EXERCISE DETAILS: In the data below, take the stretch from the line containing "Practice. Spot the door" through the end of the data and write it out again with every "Target" changed to "Label". Leave everything else in those lines unchanged.
┏━━
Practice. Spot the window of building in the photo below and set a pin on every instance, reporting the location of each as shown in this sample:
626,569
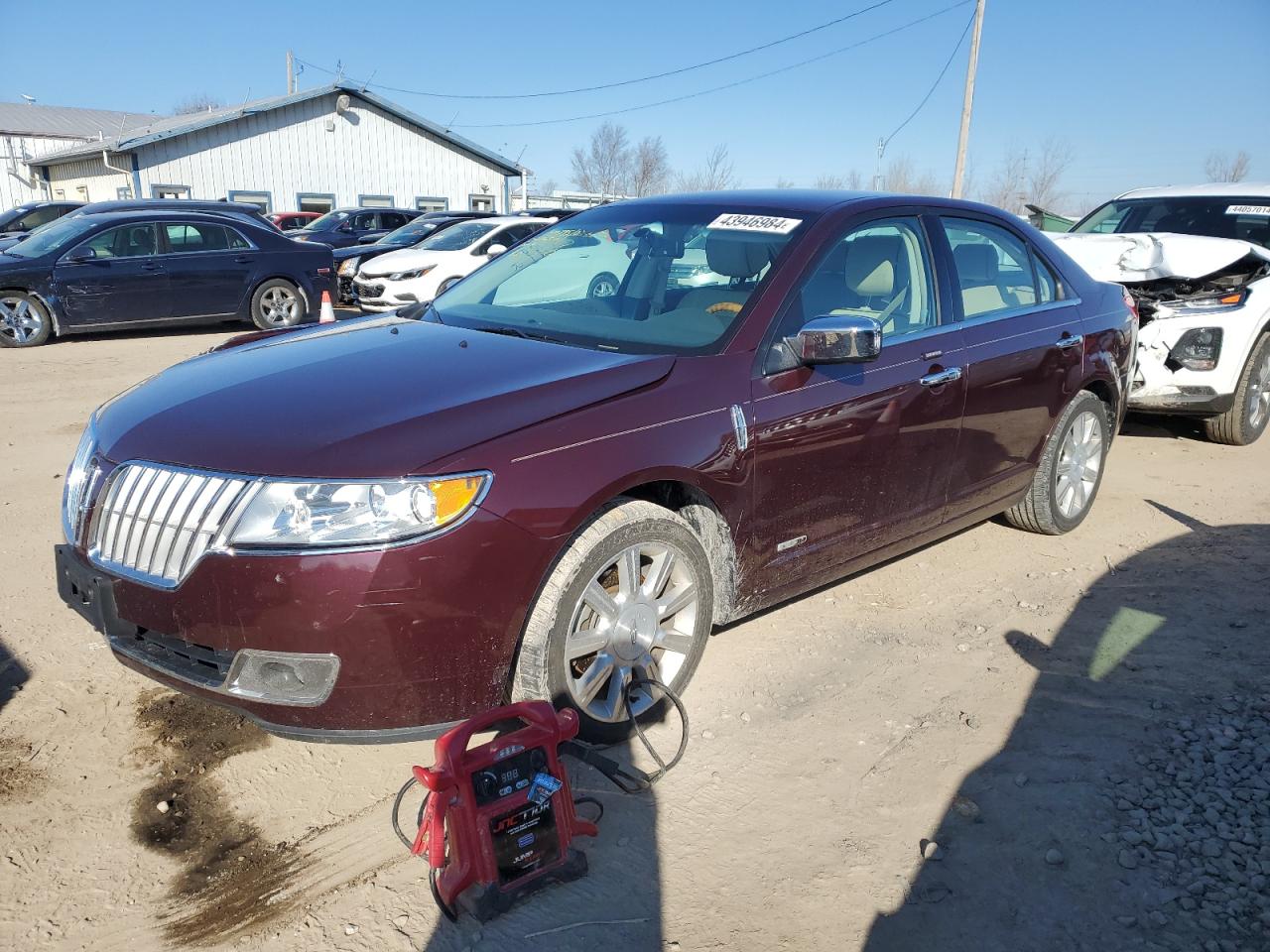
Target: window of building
261,199
318,202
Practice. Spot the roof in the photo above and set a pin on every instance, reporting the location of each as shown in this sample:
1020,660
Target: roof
1229,189
64,121
171,127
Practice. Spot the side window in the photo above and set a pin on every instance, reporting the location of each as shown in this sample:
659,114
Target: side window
993,268
881,271
1047,285
125,241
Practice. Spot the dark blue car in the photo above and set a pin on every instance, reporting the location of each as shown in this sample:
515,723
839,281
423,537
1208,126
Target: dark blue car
347,226
153,268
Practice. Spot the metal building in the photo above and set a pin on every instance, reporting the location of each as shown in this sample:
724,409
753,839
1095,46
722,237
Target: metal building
314,150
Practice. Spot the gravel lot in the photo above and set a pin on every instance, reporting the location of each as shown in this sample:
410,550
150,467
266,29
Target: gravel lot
1002,742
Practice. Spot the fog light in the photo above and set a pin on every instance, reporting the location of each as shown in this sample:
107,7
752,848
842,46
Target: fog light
282,676
1198,349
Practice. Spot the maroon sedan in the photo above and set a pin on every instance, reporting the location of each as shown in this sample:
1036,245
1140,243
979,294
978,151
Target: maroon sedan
370,530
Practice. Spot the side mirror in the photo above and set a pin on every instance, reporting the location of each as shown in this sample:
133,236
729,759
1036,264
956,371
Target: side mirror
838,339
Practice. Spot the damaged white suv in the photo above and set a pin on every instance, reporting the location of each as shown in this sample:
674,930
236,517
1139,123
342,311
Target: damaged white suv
1197,259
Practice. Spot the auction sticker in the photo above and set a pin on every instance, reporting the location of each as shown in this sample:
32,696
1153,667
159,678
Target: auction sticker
766,223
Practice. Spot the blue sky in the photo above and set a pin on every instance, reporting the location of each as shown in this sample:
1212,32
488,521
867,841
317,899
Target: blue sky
1142,90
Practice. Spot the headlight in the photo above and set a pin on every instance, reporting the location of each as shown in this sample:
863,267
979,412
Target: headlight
76,483
1210,303
416,273
357,513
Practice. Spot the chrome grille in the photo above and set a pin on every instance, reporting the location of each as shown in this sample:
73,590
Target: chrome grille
155,522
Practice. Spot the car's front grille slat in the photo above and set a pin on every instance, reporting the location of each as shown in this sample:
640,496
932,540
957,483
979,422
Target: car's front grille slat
155,522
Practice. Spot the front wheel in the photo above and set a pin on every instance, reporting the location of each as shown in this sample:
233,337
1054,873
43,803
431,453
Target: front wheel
1070,472
1246,419
23,320
277,303
631,597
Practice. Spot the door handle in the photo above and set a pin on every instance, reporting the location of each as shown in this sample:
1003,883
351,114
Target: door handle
942,377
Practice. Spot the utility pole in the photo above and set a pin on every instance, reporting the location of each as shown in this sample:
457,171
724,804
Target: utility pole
968,100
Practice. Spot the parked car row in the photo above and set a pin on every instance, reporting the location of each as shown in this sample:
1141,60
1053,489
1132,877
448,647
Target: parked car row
531,485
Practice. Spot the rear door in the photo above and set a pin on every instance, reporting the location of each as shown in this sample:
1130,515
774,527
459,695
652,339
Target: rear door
123,282
209,268
1024,348
852,457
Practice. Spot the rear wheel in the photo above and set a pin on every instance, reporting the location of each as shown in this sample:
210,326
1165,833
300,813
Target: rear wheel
631,598
23,320
1248,414
1070,472
277,303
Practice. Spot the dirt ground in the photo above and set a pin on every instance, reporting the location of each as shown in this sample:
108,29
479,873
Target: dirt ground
985,692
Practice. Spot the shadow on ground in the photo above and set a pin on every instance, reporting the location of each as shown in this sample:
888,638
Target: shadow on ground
1156,676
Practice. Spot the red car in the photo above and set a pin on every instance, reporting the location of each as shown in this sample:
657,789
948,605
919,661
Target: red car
293,221
516,492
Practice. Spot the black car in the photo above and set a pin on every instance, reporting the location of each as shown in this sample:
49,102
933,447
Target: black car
24,218
347,226
157,267
349,259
┗━━
WRITTEN SOLUTION:
Practice. Spot the door handle in the photo above and set a pin on every instance, reporting the location of each as shown in this sample:
1003,883
351,114
Label: door handle
942,377
Practice. Spot the utility pole in the photo above and set a pin on every instance, reporting the location of each as shown in this sample:
457,171
724,804
Label: utility pole
968,100
Practice. Spot the parked car row in the photo above and set a pin on every instance, reporting the location of each as shown in this sample:
1141,60
1053,489
1132,877
448,647
Label: parked car row
531,485
Practice. Spot the rear door in the photo above and set a pin on every instance, reporting the location of each as shown in this sample:
1130,515
774,527
459,695
652,339
Label: rear door
123,282
209,268
1024,348
852,457
Practice. Spot the rear wheel in the photo above and set a pin on every instance, reporting the location of each as shown in this sample:
210,326
1165,833
300,813
Label: rear wheel
631,598
23,320
1248,414
1070,472
277,303
Practice. Spot the dirt ground in the photo above and set a pin on every instance, reporting the location of each as shown in this sample:
108,29
479,873
Label: dirt ground
985,692
Practice. Spot the shadow on ground in the photo above and set a pin on every instance, reporting the location of each as shown in this sample:
888,638
Label: shadow on ground
1156,676
Practice. Spot the red car in the photo above and set a pin on every instance, reporting the location of each as shown in this sample:
657,789
948,605
919,661
Label: red car
293,221
516,492
Practice. Spot the black car in the photo above and set a pin on every instance, reporting the location of each as shown in this sample:
49,102
933,447
Label: black car
24,218
347,226
157,267
349,259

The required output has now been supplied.